Dataset entries:
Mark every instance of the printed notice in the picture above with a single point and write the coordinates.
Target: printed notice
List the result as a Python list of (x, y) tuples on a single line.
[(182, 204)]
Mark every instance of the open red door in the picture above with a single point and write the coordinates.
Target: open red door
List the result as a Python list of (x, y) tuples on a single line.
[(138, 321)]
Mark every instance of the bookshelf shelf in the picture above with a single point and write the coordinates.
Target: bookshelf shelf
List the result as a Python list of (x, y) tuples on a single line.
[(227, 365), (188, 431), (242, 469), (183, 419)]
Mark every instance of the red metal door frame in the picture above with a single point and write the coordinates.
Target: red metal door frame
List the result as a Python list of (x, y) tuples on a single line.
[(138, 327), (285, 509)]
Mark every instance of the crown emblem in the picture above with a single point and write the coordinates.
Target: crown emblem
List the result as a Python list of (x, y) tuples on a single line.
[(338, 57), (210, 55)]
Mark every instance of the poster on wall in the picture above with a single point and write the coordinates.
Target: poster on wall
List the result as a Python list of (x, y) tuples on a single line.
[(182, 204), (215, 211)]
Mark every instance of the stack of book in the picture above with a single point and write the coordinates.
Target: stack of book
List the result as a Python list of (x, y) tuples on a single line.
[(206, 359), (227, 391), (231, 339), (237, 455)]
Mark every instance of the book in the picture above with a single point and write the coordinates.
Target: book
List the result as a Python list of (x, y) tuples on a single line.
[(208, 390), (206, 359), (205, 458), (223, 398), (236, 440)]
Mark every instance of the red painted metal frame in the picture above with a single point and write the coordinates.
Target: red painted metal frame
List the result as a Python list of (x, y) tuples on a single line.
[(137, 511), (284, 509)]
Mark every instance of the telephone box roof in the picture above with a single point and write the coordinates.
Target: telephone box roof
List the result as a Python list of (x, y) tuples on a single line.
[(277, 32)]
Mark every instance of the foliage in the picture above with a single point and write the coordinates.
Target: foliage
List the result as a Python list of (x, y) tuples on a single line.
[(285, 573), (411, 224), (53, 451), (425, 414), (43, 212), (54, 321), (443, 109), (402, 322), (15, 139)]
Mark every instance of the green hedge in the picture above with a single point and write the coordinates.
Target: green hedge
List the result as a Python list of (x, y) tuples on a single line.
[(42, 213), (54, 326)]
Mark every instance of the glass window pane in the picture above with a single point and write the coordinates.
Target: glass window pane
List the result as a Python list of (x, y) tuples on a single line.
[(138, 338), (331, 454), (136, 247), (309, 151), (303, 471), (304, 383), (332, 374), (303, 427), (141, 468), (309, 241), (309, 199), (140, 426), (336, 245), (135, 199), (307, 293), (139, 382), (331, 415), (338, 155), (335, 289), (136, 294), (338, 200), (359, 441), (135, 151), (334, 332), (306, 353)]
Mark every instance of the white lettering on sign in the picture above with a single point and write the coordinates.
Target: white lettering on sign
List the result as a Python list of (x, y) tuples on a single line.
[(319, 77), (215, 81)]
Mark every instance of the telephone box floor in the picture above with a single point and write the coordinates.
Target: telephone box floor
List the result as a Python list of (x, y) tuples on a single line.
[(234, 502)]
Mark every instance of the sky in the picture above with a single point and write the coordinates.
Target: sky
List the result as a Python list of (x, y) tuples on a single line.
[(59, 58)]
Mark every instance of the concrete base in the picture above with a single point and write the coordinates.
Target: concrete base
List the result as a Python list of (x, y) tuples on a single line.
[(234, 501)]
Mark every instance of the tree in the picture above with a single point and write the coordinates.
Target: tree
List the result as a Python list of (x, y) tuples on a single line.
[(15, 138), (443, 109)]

Written exercise ->
Convert only the lines of the material from the one containing "Mark every instance of the concrete" through the one containing "[(234, 501)]" into a Markdown table with the columns "No." and "Text". Number each line and leave out any blank lines.

The completed task ->
| No. | Text |
|---|---|
| 1 | Mark every instance of the concrete base in the picture above with a single point and write the coordinates. |
| 2 | Target: concrete base |
| 3 | List the result as a Python list of (x, y) tuples on a single line. |
| 4 | [(234, 501)] |